> **Supplied passage**:
Visit to Iraq January 6 - 15th 2010
1: AW and I travelled to Baghdad via Amman, as there is still no direct flight.
2: Baghdad
We were able to move freely within the capital outside the International (Green) Zone, thanks to an escort of two pick-up trucks, one in front and one behind us, provided by the Iraqi Police/Ministry of Interior. We visited the Assyrian Democratic Party headquarters, two private houses, a restaurant and the Medical Centre (hospital) for AW's stem cell treatment. This was a marked contrast to 2008 when we were confined to the IZ and airport. We also met two Yezidi MPs.
3: St George's Church
I stayed at the Al Mansour hotel, almost opposite the church in Haifa Street, which is now closed to traffic at the bridge end. An armoured car, a pick-up, and various armed men guard the church entrance.
The August 2009 bomb seriously damaged the clinic and caused cracks in the brick-work of the church. The former had been completely restored and re-equipped, and the latter may be repaired courtesy of the US Corps of Engineers.
I saw the Youth Service and spoke briefly at the Mothers' Union Saturday Service, and to the Sunday congregation. I witnessed the food distribution, and saw the numbered photo ID cards used for this. I enjoyed conversations with the lay pastor, soon to be ordained, the church warden, AW's interpreter and with Daoud (age 19) - the all-purpose factotum.
Foundations have been laid for the new kindergarten, church hall etc which is being funded by the Governor of Baghdad, whose staff benefit from access to the clinic. Rehabilitation work is in progress on the cinema and cultural centre adjoining the church (severely damaged in 2003).
4: National Reconciliation work with Major Religious Leaders
There had been a hiatus in this since November 2008 owing to lack of US funding since then.
The leaders were due to meet in December 2009 at Najaf. They decided to postpone this because of violence and uncertainties connected with the general election (postponed until early March 2010). We hope the Najaf meeting, funded by the Government of Iraq, will happen soon after the elections (even though the formation of a new government may take a long time).
5: Hostage negotiations
Despite the release of Peter Moore, the GuardaWorld hostages are now all dead. Alan McMenemy, the last of these, has been confirmed as dead. At the time of writing, his body had not yet been returned.
6: Visit to Kurdistan
AW and I travelled with a large Iraqi Special Forces escort by road to Erbil. We had a colonel, three lieutenants and some thirty soldiers in at least four pick-ups, partly armoured. We were provided with a Japanese bullet-proof Land-Cruiser. The journey was quite without incident; the road had numerous check-points.

> **Listed entries**:
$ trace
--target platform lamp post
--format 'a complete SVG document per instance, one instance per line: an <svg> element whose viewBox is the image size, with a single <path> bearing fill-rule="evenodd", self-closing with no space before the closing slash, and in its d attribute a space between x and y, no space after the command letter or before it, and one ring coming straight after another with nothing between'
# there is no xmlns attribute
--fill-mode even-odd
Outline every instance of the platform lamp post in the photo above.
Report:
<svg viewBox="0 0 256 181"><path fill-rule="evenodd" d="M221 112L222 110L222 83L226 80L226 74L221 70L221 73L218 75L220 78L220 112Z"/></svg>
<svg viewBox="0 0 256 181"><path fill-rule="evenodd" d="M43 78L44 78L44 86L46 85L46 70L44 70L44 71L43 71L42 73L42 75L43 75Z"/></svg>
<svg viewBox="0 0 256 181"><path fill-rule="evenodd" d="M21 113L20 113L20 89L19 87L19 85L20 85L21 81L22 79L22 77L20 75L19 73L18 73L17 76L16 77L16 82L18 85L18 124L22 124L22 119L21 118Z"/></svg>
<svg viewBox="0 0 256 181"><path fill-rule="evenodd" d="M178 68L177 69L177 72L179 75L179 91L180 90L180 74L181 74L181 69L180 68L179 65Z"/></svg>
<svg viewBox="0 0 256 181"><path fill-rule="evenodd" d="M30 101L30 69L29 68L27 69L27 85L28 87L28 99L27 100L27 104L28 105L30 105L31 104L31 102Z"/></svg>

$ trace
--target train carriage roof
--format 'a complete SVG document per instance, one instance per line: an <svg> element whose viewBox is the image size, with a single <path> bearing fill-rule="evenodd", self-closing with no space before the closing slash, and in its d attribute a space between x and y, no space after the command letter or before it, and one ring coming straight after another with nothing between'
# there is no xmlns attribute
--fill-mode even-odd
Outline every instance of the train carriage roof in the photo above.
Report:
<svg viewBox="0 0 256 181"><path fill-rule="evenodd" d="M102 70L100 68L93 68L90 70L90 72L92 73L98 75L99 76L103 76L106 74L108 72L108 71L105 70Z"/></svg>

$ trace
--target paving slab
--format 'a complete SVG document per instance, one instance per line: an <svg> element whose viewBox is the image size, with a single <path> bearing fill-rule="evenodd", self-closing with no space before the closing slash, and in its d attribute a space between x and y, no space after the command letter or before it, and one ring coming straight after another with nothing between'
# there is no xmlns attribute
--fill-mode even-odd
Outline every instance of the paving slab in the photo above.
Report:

> **Tasks to complete**:
1. Say whether each statement agrees with the Iraq visit report. Answer yes or no, and quote the deciding words of the report exactly.
(a) The travelers flew directly to Baghdad.
(b) The clinic damaged by the August 2009 bomb has been completely restored.
(c) The religious leaders met at Najaf in December 2009.
2. Reproduce the part of the Iraq visit report that opens with the words containing "The leaders were" and closes with "yet been returned.".
3. Take up the Iraq visit report where it ends and continue it.

> **Your responses**:
1.
(a) No: "as there is still no direct flight."
(b) Yes: "The former had been completely restored and re-equipped"
(c) No: "They decided to postpone this because of violence and uncertainties connected with the general election"

2.
The leaders were due to meet in December 2009 at Najaf. They decided to postpone this because of violence and uncertainties connected with the general election (postponed until early March 2010). We hope the Najaf meeting, funded by the Government of Iraq, will happen soon after the elections (even though the formation of a new government may take a long time).
5: Hostage negotiations
Despite the release of Peter Moore, the GuardaWorld hostages are now all dead. Alan McMenemy, the last of these, has been confirmed as dead. At the time of writing, his body had not yet been returned.

3.
We all lunched at Tus el Amara and visited Karakosh, a new suburb of Kirkuk. We saw a brand-new Catholic church for 3,000 people, a new seminary building, and visited two families, formerly living in Baghdad.
As we approached Erbil, I had the sense that we were arriving at a European city, in contrast to Baghdad which was more reminiscent of Egypt. We enjoyed a comfortable hotel, with good food and English-speaking staff. Kurdistan has enjoyed thirteen or more years of peace and has made good use of aid-funds, inward investment and its share of Iraq's oil revenues. Power-sharing between KDP and PUK appears to take the form of two single-party statelets (although a third new party took 20% of votes in the last election). Some sources allege that corruption in the north is comparable with that in the south. Infra-structure around the capital was impressive, new building is widespread in both cities and villages, and the highways are of good quality.
In Erbil we met the Speaker of the devolved Parliament. I later met the Governor of Erbil. Jointly we visited the Chaldean (Catholic) Babel College seminary, which had moved from Baghdad, because of violence there. There we met Bishop Abuna, staff, and 28 students. We had a few words with Cardinal Deli, who was convalescing after breaking two ribs.
Outside Erbil we visited Lalish, the semi-remote Yezidi centre, well-hidden in a cleft in the hills. From there we went on the Al-Kosh, the traditional home and tomb of the prophet Nahum. The building over the Tomb was once a synagogue, but is now close to collapse. It had wall-plaques in Hebrew. Lunch with another of the Abuna family in his traditional stone house in this large 100% Christian village.
In Erbil we gave supper to Bishop Abuna and to the Grand Imam of Suleymania, whom I had met at the Beirut Conference in 2008. The latter had kindly driven 100 miles or more, through the mountains, to meet us.
We left the next day by air for Baghdad, via the VIP lounge, furnished with good quality classic French repro pieces. The travel etc arrangements made for us by the Prime Minister's office could hardly have been improved.